* start EXTRACTED MATERIAL *

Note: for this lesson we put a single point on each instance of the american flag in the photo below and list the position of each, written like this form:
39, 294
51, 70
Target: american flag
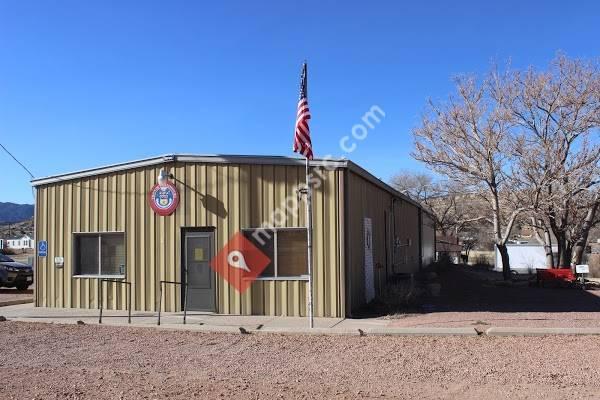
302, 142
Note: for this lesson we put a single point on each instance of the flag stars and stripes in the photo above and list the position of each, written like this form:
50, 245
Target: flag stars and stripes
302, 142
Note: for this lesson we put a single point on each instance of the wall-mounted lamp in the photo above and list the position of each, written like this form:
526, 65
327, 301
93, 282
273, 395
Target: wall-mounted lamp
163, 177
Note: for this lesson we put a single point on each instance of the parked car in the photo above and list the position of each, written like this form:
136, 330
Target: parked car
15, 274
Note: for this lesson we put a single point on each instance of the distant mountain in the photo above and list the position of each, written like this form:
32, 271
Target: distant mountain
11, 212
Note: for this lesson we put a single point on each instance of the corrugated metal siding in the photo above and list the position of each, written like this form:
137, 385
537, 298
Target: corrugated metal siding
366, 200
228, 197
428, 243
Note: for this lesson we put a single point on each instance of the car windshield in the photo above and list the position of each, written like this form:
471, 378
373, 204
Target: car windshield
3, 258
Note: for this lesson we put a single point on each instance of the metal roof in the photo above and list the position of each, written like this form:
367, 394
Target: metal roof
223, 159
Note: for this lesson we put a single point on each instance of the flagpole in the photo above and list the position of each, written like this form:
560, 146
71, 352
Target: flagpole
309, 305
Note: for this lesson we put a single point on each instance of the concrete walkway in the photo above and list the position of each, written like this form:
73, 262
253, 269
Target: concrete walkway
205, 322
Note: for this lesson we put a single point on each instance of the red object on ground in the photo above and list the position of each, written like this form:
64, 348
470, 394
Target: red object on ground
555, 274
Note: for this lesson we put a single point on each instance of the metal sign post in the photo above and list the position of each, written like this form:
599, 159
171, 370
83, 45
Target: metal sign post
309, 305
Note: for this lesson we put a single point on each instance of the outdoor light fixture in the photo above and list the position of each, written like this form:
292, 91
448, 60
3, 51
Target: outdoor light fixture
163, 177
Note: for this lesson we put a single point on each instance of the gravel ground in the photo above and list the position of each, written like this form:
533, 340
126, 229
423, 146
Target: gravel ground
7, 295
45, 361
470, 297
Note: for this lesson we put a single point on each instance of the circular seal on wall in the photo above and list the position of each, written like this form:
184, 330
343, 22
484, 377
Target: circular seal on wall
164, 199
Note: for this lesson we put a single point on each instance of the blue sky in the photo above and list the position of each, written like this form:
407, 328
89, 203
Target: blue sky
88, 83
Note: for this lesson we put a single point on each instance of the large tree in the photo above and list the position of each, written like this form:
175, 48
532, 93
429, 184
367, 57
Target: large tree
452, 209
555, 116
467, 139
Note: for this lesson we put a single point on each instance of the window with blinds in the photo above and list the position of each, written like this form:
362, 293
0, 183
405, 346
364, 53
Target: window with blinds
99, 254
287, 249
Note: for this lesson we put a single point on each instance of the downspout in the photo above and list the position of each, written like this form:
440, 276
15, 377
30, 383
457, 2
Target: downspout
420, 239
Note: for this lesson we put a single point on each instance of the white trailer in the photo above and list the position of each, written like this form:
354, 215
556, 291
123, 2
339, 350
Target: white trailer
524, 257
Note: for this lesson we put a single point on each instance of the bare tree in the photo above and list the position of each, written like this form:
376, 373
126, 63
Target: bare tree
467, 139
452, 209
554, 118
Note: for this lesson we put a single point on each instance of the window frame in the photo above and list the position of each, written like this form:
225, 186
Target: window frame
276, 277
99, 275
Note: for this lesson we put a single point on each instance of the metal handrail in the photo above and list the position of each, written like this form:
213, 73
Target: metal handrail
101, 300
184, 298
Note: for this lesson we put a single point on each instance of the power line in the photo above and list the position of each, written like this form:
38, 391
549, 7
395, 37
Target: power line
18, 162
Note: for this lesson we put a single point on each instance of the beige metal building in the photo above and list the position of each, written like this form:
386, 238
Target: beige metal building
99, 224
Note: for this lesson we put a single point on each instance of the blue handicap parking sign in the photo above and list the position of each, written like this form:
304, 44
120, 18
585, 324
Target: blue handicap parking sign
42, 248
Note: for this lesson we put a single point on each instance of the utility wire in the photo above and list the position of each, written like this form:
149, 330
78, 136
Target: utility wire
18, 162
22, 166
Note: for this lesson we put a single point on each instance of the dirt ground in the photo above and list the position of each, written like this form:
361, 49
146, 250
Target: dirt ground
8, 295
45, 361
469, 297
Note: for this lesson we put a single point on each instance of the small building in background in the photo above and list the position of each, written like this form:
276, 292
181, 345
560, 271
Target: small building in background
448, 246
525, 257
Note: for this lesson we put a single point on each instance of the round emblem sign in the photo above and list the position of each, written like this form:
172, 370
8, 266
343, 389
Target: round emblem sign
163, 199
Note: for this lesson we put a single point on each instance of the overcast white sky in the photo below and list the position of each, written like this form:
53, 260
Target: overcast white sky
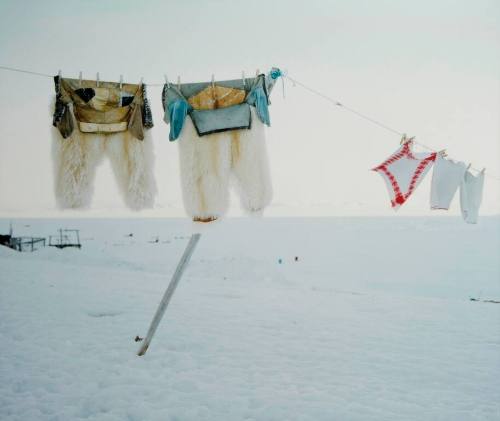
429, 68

* end EXTRACTED MATERIAL *
* start EXTRACTED MATERIAL *

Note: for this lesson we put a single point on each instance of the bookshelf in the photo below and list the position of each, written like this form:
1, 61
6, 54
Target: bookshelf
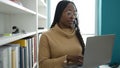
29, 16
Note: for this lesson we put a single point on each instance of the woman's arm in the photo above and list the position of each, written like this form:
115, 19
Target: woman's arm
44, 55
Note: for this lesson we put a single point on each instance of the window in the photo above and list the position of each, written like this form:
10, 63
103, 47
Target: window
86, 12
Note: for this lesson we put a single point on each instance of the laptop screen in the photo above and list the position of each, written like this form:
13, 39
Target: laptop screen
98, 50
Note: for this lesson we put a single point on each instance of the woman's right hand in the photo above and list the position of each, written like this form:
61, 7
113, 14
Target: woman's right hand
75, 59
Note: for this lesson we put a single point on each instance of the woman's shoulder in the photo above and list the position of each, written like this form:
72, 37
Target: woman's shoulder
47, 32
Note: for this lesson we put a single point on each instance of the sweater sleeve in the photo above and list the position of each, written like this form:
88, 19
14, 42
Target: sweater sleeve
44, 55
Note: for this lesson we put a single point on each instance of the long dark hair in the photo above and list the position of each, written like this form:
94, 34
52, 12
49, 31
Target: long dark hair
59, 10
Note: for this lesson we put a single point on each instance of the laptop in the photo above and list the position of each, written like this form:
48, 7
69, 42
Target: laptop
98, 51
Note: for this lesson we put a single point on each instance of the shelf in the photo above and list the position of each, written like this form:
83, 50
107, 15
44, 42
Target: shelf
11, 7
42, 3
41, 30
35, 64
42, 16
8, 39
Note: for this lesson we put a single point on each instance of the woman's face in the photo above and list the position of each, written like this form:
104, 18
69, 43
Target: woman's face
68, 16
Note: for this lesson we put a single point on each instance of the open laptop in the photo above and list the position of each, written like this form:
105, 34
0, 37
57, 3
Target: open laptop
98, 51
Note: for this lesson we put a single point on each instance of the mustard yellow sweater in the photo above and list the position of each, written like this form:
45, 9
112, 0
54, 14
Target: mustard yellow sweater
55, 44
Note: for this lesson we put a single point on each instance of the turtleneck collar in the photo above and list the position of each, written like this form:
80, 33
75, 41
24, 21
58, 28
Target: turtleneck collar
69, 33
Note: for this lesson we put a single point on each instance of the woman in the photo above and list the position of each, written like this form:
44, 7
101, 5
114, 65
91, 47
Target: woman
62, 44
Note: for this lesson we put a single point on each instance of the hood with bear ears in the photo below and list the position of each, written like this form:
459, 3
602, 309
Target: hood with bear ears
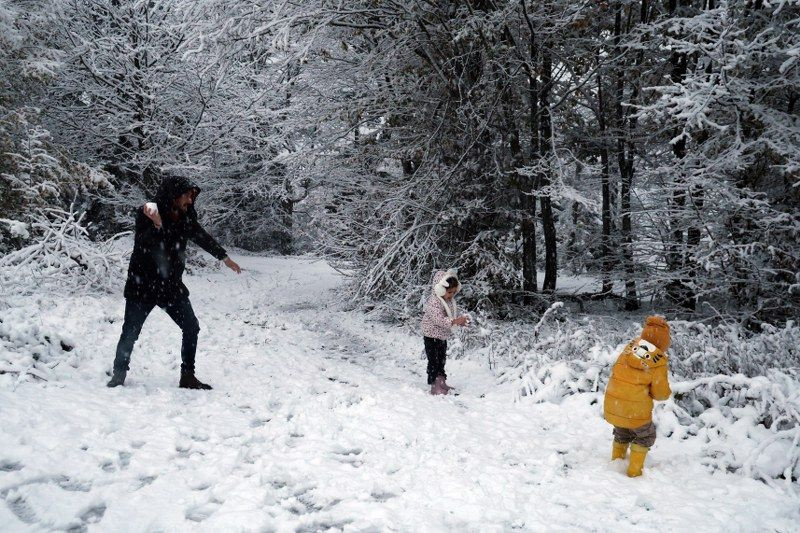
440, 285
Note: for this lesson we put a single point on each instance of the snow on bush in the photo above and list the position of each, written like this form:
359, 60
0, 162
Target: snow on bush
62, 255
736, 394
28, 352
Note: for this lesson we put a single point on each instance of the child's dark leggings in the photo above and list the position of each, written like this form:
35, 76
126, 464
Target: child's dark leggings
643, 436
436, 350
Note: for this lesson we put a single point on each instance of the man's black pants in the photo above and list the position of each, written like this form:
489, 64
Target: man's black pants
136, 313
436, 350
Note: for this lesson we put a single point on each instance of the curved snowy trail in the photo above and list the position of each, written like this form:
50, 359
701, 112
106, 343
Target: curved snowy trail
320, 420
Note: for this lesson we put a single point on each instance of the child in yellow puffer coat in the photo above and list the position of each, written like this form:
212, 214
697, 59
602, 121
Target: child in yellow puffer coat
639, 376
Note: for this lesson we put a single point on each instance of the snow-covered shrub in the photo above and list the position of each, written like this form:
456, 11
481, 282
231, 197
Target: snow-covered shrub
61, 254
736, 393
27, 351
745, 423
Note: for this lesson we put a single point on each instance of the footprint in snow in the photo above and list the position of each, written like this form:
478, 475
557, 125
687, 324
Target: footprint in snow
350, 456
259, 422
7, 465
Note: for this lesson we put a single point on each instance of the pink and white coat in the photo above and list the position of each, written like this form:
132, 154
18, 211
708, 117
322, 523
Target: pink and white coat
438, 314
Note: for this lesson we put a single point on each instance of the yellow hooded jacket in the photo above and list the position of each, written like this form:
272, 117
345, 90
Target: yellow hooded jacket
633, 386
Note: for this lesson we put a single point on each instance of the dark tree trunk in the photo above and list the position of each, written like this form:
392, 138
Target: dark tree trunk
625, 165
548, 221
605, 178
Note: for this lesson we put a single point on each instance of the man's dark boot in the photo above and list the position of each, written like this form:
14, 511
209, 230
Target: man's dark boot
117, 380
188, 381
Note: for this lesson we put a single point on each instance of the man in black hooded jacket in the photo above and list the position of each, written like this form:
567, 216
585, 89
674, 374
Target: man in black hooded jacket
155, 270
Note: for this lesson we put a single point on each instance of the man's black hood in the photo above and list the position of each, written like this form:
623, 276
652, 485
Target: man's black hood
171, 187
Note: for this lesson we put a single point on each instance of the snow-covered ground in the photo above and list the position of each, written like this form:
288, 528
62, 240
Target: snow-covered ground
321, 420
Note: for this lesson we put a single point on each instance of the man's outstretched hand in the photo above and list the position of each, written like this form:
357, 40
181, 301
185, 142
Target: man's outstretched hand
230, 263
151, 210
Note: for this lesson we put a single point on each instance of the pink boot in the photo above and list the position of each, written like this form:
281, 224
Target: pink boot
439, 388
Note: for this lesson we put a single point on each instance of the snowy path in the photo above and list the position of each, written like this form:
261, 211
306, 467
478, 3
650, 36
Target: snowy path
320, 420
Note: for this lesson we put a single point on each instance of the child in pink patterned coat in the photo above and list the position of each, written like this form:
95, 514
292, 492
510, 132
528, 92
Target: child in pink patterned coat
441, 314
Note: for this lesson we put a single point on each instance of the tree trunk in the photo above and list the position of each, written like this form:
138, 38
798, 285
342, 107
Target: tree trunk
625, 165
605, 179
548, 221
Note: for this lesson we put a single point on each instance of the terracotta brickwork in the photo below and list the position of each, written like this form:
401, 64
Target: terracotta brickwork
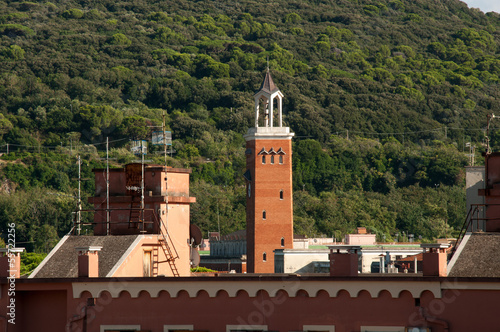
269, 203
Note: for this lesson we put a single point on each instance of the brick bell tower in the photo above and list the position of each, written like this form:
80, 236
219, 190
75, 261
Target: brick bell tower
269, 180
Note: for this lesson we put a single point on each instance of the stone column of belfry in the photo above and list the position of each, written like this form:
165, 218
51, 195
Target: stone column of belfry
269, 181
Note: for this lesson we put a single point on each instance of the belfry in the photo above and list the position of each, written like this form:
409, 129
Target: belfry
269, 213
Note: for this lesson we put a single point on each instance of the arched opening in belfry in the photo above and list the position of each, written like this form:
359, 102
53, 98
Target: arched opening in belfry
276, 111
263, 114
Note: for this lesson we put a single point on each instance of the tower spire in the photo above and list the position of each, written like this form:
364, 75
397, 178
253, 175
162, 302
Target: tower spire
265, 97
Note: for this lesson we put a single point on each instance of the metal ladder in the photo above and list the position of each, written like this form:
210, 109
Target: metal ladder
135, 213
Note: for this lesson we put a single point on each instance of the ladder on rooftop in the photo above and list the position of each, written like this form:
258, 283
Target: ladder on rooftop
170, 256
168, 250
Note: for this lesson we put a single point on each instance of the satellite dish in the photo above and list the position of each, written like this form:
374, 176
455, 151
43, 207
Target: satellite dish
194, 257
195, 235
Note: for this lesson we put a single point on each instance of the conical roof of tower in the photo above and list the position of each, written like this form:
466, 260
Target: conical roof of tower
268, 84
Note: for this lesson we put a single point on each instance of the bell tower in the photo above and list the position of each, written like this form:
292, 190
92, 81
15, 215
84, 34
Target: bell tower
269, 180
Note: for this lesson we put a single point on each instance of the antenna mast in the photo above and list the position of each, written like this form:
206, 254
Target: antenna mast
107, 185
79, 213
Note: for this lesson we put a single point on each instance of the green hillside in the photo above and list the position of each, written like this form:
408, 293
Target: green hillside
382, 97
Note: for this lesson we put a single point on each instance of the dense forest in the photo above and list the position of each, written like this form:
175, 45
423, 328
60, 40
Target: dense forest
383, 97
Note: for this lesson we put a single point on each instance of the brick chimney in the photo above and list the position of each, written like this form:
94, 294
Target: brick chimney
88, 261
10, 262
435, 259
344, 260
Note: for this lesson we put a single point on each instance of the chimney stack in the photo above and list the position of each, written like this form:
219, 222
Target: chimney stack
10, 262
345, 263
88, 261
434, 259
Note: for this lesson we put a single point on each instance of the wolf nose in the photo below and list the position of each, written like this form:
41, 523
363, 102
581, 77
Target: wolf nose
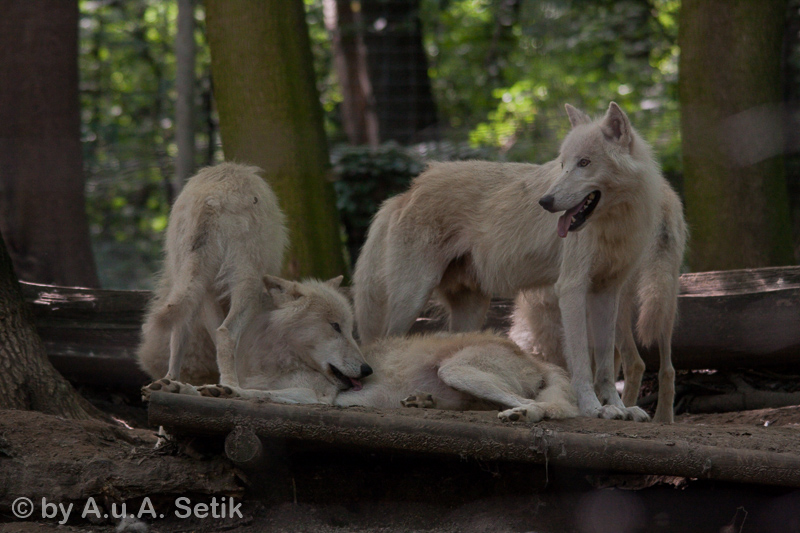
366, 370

* end EXTRACTED MATERIAL *
* start EXTRACTED MATERIAL *

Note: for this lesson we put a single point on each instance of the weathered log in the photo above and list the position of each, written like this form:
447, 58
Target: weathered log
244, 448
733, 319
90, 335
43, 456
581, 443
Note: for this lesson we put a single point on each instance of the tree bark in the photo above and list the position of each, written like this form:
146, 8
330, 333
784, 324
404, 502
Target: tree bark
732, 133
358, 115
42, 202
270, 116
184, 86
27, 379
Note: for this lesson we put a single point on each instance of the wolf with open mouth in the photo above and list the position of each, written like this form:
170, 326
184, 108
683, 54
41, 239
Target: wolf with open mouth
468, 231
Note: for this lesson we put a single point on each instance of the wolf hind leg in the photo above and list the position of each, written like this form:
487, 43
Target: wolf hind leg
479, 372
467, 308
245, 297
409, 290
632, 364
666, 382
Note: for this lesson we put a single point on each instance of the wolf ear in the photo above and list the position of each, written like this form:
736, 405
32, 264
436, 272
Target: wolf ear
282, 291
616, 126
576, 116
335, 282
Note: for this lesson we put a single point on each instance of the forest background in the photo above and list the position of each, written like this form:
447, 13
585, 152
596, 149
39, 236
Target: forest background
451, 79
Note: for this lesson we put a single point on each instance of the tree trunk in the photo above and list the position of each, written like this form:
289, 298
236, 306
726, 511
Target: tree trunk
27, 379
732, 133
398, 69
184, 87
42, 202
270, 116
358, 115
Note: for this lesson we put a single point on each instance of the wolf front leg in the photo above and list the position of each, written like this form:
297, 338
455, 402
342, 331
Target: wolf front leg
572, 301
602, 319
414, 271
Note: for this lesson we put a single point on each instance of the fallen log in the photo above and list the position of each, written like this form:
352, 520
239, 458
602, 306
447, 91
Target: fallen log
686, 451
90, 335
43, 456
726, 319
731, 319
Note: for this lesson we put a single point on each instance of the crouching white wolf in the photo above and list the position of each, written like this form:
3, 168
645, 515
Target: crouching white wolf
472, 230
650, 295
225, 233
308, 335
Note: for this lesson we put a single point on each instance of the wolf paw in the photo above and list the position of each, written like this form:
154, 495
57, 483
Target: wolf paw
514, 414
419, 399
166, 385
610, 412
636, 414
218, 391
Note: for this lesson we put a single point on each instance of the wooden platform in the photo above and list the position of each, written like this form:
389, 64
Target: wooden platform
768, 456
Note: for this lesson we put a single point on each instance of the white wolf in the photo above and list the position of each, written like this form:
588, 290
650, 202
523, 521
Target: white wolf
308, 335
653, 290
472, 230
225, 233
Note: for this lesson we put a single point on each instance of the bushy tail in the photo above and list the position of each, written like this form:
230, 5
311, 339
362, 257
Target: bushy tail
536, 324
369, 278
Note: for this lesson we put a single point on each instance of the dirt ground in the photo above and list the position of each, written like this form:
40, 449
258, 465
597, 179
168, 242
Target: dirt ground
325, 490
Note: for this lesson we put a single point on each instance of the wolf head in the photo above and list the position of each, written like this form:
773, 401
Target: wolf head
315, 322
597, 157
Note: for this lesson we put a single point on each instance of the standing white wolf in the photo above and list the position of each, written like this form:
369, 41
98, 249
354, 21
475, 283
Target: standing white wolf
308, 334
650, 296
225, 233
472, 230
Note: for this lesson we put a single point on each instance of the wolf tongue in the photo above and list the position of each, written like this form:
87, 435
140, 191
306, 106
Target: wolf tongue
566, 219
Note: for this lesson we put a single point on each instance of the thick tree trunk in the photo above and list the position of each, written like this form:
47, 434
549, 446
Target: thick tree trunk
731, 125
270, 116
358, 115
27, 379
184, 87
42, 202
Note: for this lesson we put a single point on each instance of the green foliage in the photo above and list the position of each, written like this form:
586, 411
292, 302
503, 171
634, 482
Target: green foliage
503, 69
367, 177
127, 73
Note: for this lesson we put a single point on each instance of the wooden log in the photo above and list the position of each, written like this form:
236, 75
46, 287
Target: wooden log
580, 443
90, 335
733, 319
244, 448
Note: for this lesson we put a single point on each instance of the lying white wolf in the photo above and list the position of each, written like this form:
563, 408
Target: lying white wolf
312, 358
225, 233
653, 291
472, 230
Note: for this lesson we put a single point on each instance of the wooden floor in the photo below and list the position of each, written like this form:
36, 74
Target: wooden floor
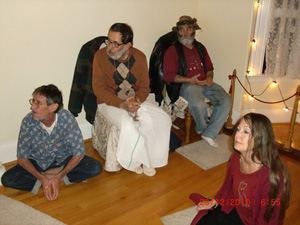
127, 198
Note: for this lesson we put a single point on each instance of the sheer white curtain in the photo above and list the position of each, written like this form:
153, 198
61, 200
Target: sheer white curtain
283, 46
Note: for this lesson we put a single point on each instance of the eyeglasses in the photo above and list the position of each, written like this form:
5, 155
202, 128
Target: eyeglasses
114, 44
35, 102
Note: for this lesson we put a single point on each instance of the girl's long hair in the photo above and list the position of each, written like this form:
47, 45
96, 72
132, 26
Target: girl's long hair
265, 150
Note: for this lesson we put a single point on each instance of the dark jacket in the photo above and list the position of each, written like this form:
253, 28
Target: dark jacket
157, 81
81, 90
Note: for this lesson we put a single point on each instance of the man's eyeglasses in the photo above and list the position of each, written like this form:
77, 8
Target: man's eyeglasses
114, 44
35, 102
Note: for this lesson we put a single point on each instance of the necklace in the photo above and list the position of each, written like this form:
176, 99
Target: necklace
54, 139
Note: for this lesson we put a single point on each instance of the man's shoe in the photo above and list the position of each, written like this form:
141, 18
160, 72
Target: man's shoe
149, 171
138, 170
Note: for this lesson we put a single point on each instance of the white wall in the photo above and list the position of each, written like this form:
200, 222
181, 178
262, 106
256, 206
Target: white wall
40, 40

* end EXTRACTED MATERIAL *

Return every line of the material above that contains the string "gravel", copying each one in full.

Note: for this lesson we put a single point on each instance of the gravel ground in the photo above and list the position of each, written like this form:
Target: gravel ground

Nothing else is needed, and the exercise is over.